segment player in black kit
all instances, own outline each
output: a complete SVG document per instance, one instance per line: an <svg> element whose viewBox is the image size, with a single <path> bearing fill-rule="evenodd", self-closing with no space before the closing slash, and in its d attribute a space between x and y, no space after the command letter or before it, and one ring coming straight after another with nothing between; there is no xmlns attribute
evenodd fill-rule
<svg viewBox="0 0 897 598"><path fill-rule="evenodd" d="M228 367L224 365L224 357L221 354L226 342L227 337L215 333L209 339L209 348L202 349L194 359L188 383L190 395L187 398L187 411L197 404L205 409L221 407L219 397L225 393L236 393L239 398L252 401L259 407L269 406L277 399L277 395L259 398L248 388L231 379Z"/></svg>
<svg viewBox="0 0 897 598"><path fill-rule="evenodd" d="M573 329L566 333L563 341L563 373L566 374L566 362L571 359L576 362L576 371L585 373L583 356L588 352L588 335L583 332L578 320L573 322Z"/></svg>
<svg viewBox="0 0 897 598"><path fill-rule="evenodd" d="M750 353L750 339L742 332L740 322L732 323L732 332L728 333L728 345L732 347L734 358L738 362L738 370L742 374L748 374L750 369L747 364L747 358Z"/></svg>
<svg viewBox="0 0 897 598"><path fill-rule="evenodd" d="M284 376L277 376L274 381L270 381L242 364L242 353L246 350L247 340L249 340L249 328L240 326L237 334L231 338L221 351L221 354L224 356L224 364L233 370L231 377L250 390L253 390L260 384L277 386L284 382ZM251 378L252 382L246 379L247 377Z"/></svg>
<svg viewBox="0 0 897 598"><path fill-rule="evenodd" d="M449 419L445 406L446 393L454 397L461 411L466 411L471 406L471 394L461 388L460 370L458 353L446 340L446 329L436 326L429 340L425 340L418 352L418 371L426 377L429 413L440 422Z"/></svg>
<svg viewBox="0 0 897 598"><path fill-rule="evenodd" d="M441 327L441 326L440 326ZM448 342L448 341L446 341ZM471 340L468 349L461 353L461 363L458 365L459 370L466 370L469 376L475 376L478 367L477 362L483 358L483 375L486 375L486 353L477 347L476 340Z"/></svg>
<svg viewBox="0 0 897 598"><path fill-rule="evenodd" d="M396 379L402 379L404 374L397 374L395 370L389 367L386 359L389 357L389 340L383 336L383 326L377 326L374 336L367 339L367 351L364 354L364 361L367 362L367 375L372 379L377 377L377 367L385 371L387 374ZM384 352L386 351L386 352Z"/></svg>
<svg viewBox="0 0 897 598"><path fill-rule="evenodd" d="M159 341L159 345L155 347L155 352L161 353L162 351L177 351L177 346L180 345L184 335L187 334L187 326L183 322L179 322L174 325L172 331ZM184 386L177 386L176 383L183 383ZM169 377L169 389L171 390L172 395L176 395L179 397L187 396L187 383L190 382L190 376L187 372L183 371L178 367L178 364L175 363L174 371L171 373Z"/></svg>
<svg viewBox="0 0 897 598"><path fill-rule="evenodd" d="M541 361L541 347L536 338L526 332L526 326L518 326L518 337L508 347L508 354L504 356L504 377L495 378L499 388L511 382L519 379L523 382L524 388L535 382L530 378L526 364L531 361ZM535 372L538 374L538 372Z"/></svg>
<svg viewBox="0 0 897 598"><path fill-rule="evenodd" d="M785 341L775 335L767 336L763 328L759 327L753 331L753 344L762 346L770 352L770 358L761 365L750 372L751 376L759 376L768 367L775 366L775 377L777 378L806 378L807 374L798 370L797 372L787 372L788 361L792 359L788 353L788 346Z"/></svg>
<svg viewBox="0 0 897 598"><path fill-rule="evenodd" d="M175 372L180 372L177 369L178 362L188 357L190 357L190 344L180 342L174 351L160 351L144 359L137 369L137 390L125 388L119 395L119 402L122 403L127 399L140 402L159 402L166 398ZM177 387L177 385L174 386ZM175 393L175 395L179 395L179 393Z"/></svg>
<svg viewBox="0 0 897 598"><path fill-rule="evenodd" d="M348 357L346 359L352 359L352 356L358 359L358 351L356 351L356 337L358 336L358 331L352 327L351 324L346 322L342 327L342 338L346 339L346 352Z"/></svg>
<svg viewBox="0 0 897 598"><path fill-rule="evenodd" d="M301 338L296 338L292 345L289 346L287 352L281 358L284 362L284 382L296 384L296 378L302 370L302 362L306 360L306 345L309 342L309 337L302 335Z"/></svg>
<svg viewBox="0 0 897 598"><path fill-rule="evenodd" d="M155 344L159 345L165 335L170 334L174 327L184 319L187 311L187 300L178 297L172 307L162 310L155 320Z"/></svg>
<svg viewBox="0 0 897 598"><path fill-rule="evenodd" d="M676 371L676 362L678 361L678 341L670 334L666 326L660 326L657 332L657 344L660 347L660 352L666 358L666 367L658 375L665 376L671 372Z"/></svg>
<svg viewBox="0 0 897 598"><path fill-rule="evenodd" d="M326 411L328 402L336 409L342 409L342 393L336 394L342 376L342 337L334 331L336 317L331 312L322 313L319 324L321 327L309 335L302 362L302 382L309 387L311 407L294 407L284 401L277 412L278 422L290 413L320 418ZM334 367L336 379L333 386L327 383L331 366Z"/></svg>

::::

Exercise objective: Put each line of the material above into a JSON list of strings, one string per line, and leave out any blank lines.

Answer:
[
  "segment player in black kit",
  "all instances, own outline each",
  "output: a complete SVG document per instance, one instance per line: an <svg> element whose viewBox is the image size, with a single <path> bearing fill-rule=\"evenodd\", self-closing with no space before the closing slash, and in its d attribute a space between x and y, no space after the command letter or before it, and one ring coming straight after another with nothing between; there is no xmlns attribute",
  "evenodd fill-rule",
  "<svg viewBox=\"0 0 897 598\"><path fill-rule=\"evenodd\" d=\"M228 367L224 365L224 357L221 354L226 342L227 337L215 333L209 339L209 348L202 349L194 359L188 383L190 395L187 398L187 411L197 404L205 409L221 407L219 397L225 393L236 393L239 398L252 401L259 407L269 406L277 399L277 395L259 398L248 388L231 379Z\"/></svg>",
  "<svg viewBox=\"0 0 897 598\"><path fill-rule=\"evenodd\" d=\"M573 329L566 333L563 341L563 373L566 374L566 362L571 359L576 362L576 371L585 373L583 356L588 352L588 335L583 332L578 320L573 322Z\"/></svg>",
  "<svg viewBox=\"0 0 897 598\"><path fill-rule=\"evenodd\" d=\"M750 353L750 339L742 332L740 322L732 323L732 332L728 333L728 345L732 347L734 358L738 362L738 370L742 374L748 374L750 369L747 364L747 358Z\"/></svg>",
  "<svg viewBox=\"0 0 897 598\"><path fill-rule=\"evenodd\" d=\"M284 376L277 376L274 381L270 381L242 364L242 353L246 350L247 340L249 340L249 328L240 326L237 334L231 338L221 351L221 354L224 356L224 364L233 370L231 377L250 390L253 390L260 384L277 386L284 382ZM251 378L252 382L246 379L247 377Z\"/></svg>",
  "<svg viewBox=\"0 0 897 598\"><path fill-rule=\"evenodd\" d=\"M449 419L445 406L446 393L454 397L461 411L466 411L471 406L471 394L461 388L460 370L458 353L446 340L446 329L436 326L429 340L425 340L418 352L418 371L426 377L429 413L440 422Z\"/></svg>",
  "<svg viewBox=\"0 0 897 598\"><path fill-rule=\"evenodd\" d=\"M441 327L441 326L440 326ZM448 342L448 341L446 341ZM471 340L468 349L461 353L461 363L458 365L459 370L466 370L469 376L475 376L478 367L477 362L483 358L483 375L486 375L486 353L477 347L476 340Z\"/></svg>",
  "<svg viewBox=\"0 0 897 598\"><path fill-rule=\"evenodd\" d=\"M396 379L402 379L404 374L397 374L395 370L389 367L386 359L389 357L389 340L383 336L383 326L377 326L374 336L367 339L367 351L364 354L364 361L367 362L367 375L372 379L377 377L377 367L385 371L387 374ZM384 352L386 351L386 352Z\"/></svg>",
  "<svg viewBox=\"0 0 897 598\"><path fill-rule=\"evenodd\" d=\"M159 341L159 345L155 347L155 352L161 353L162 351L177 351L177 346L180 345L184 335L187 334L187 326L183 322L179 322L174 325L172 331ZM184 386L177 386L176 383L183 383ZM169 377L169 389L171 390L172 395L176 395L179 397L187 396L187 383L190 382L190 376L187 372L183 371L178 367L178 364L175 363L174 371L171 373Z\"/></svg>",
  "<svg viewBox=\"0 0 897 598\"><path fill-rule=\"evenodd\" d=\"M541 361L541 347L536 338L526 332L526 326L518 326L518 337L508 347L508 354L504 356L504 377L495 378L499 388L511 382L519 379L523 382L524 388L535 382L530 378L526 364L531 361ZM535 372L538 374L538 372Z\"/></svg>",
  "<svg viewBox=\"0 0 897 598\"><path fill-rule=\"evenodd\" d=\"M785 341L775 335L767 336L763 328L759 327L753 331L753 344L762 346L770 352L770 358L761 365L750 372L751 376L759 376L768 367L775 366L775 377L777 378L806 378L807 374L798 370L797 372L787 372L788 361L792 359L788 353L788 346Z\"/></svg>",
  "<svg viewBox=\"0 0 897 598\"><path fill-rule=\"evenodd\" d=\"M175 372L180 372L177 369L178 362L188 357L190 357L190 344L180 342L174 351L160 351L144 359L137 369L137 390L125 388L119 395L119 402L122 403L127 399L140 402L159 402L166 398ZM177 387L177 385L174 386ZM175 393L175 395L179 395L179 393Z\"/></svg>",
  "<svg viewBox=\"0 0 897 598\"><path fill-rule=\"evenodd\" d=\"M348 357L346 359L352 359L352 356L358 359L358 351L356 351L356 337L358 336L358 331L352 327L351 324L346 322L342 327L342 338L346 339L346 352Z\"/></svg>",
  "<svg viewBox=\"0 0 897 598\"><path fill-rule=\"evenodd\" d=\"M301 338L296 338L292 345L289 346L287 352L281 358L284 362L284 382L296 384L296 378L302 370L302 362L306 360L306 345L309 342L309 337L302 335Z\"/></svg>",
  "<svg viewBox=\"0 0 897 598\"><path fill-rule=\"evenodd\" d=\"M155 344L159 345L165 335L170 334L174 327L184 319L187 311L187 300L178 297L172 307L162 310L155 320Z\"/></svg>",
  "<svg viewBox=\"0 0 897 598\"><path fill-rule=\"evenodd\" d=\"M676 371L676 362L678 361L678 341L670 334L666 326L660 326L657 332L657 344L660 347L660 352L666 358L666 367L658 375L665 376L671 372Z\"/></svg>",
  "<svg viewBox=\"0 0 897 598\"><path fill-rule=\"evenodd\" d=\"M326 411L328 402L336 409L342 409L342 393L336 394L342 376L342 337L334 331L336 317L331 312L322 313L319 324L321 327L309 335L302 362L302 382L309 387L311 407L294 407L284 401L277 412L278 422L290 413L320 418ZM334 367L336 379L333 386L327 383L331 366Z\"/></svg>"
]